Can you give all of the following material again with "top-left corner" swapped for "upper-left corner" wherever it occurs, and nothing else changed?

## Provided data
↓

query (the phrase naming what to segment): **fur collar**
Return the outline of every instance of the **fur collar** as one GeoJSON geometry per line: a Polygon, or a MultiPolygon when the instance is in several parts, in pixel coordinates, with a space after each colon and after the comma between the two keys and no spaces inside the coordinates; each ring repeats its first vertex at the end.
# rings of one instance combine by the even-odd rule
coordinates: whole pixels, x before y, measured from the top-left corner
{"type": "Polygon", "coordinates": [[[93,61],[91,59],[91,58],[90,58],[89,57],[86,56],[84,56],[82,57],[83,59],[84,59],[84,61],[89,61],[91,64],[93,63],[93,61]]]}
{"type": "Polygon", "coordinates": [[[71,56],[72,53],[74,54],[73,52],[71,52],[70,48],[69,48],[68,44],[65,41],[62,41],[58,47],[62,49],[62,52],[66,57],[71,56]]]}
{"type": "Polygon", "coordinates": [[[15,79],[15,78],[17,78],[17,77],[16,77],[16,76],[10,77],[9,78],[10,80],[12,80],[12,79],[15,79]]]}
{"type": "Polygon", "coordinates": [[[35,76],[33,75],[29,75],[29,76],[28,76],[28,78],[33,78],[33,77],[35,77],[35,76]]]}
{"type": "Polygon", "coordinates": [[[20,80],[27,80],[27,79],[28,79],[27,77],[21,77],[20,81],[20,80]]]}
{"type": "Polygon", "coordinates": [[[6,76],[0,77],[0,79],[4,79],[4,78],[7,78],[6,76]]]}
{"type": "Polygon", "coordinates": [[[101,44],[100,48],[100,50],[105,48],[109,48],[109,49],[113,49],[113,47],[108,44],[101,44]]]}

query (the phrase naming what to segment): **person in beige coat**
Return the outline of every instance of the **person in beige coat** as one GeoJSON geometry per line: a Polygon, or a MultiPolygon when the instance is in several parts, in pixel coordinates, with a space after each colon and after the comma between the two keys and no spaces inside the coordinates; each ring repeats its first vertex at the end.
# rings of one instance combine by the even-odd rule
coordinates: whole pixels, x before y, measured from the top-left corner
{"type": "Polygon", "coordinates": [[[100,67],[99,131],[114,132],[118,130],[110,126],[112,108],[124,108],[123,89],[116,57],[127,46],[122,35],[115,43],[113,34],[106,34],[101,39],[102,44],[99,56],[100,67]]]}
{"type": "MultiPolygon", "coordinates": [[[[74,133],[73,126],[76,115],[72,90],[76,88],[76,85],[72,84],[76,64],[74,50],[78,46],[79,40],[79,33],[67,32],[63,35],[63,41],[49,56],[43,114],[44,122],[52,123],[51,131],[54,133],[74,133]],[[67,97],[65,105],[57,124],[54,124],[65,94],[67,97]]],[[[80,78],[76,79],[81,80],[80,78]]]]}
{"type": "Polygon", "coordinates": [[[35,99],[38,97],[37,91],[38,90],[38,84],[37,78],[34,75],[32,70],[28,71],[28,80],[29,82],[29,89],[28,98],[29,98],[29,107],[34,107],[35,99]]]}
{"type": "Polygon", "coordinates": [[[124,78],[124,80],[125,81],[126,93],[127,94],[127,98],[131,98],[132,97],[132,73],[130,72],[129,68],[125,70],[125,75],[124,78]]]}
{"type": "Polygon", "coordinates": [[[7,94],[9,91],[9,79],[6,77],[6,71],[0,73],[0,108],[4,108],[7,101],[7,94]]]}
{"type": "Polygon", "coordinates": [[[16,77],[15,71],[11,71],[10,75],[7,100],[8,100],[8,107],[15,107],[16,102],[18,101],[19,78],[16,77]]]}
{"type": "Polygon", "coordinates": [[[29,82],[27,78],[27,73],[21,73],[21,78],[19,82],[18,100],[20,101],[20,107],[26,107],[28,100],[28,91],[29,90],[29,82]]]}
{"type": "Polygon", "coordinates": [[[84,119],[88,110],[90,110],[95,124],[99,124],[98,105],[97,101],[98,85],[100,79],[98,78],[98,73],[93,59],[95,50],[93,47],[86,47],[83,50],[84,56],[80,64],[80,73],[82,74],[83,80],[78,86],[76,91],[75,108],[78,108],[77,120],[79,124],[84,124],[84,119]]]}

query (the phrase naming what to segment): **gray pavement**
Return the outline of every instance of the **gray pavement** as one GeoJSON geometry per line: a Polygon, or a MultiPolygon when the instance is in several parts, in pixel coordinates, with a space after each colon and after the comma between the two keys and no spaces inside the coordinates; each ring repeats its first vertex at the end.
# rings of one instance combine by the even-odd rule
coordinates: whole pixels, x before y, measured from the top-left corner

↑

## Full response
query (the phrase naming what to segment): **fur collar**
Return the outline of every instance of the **fur collar** as one GeoJSON geometry per line: a Polygon, or a MultiPolygon when the instance is in several parts, in pixel coordinates, with a space after each colon and after the comma between the two keys and no spaces inside the coordinates; each ring repeats its first vertex at the end.
# rings of one instance combine by the even-odd rule
coordinates: whole pixels, x before y, measured from the upper-left corner
{"type": "Polygon", "coordinates": [[[93,61],[91,59],[91,58],[90,58],[89,57],[86,56],[84,56],[82,57],[83,59],[84,59],[84,61],[89,61],[91,64],[93,63],[93,61]]]}
{"type": "Polygon", "coordinates": [[[71,56],[72,53],[74,54],[73,52],[71,52],[70,48],[69,48],[68,44],[65,41],[62,41],[58,47],[62,49],[62,52],[66,57],[71,56]]]}
{"type": "Polygon", "coordinates": [[[15,79],[15,78],[17,78],[17,77],[16,77],[16,76],[10,77],[9,78],[10,80],[12,80],[12,79],[15,79]]]}
{"type": "Polygon", "coordinates": [[[35,76],[33,75],[29,75],[29,76],[28,76],[28,78],[33,78],[33,77],[35,77],[35,76]]]}
{"type": "Polygon", "coordinates": [[[20,80],[27,80],[27,79],[28,79],[27,77],[21,77],[20,81],[20,80]]]}
{"type": "Polygon", "coordinates": [[[6,76],[0,77],[0,79],[4,79],[4,78],[7,78],[6,76]]]}
{"type": "Polygon", "coordinates": [[[101,44],[100,48],[100,50],[105,48],[109,48],[109,49],[113,49],[113,47],[108,44],[101,44]]]}

query (the phrase naming what to segment): **person in beige coat**
Return the outline of every instance of the **person in beige coat** as one GeoJSON geometry per line: a Polygon, or a MultiPolygon when the instance is in several parts, in pixel coordinates, with a space after each colon and after the comma between the two keys and no spaces inside the coordinates; each ring repeats its first vertex at the end.
# rings of one instance combine by the even-odd rule
coordinates: whole pixels, x before y, measured from the upper-left corner
{"type": "Polygon", "coordinates": [[[100,67],[99,131],[114,132],[118,130],[110,126],[112,108],[124,108],[123,89],[116,57],[127,46],[122,35],[115,43],[113,34],[106,34],[101,39],[102,44],[99,56],[100,67]]]}
{"type": "MultiPolygon", "coordinates": [[[[74,133],[73,126],[76,115],[72,90],[76,88],[76,85],[72,84],[76,64],[74,50],[78,46],[79,40],[79,33],[67,32],[63,35],[63,41],[49,56],[43,114],[44,122],[52,123],[51,131],[54,133],[74,133]],[[67,97],[65,105],[57,124],[54,124],[65,94],[67,97]]],[[[80,78],[76,79],[81,80],[80,78]]]]}
{"type": "Polygon", "coordinates": [[[35,99],[38,97],[37,91],[38,90],[38,84],[37,78],[34,75],[32,70],[28,71],[28,80],[29,82],[29,89],[28,98],[29,98],[29,107],[34,107],[35,99]]]}
{"type": "Polygon", "coordinates": [[[124,78],[124,80],[125,81],[126,93],[127,94],[127,98],[131,98],[132,97],[132,73],[130,72],[129,68],[125,70],[125,75],[124,78]]]}
{"type": "Polygon", "coordinates": [[[7,94],[9,91],[9,79],[6,77],[6,71],[0,73],[0,108],[4,108],[7,101],[7,94]]]}
{"type": "Polygon", "coordinates": [[[16,77],[15,71],[11,71],[10,75],[7,100],[8,100],[8,107],[15,107],[16,102],[18,101],[19,78],[16,77]]]}
{"type": "Polygon", "coordinates": [[[29,82],[27,78],[27,73],[21,73],[21,78],[19,82],[18,100],[20,101],[20,107],[26,107],[28,100],[28,91],[29,90],[29,82]]]}
{"type": "Polygon", "coordinates": [[[84,119],[88,110],[90,110],[95,124],[99,124],[98,105],[97,101],[98,85],[100,79],[98,78],[98,73],[93,59],[95,50],[93,47],[86,47],[83,50],[84,56],[80,64],[80,73],[82,74],[83,80],[78,86],[76,91],[75,108],[78,108],[77,120],[79,124],[84,124],[84,119]]]}

query (the phrase naming what to segment): **gray pavement**
Return the outline of every instance of the **gray pavement** as one GeoJSON geometry per line: a Polygon, or a MultiPolygon when the instance is in several parts, in pixel coordinates, with a space after each colon and after the comma between the two keys and no spaces inside the coordinates; each ring repeats its first vertex at the end.
# rings of one instance combine by the even-odd rule
coordinates: whole pixels, x before y, measured from the upper-left corner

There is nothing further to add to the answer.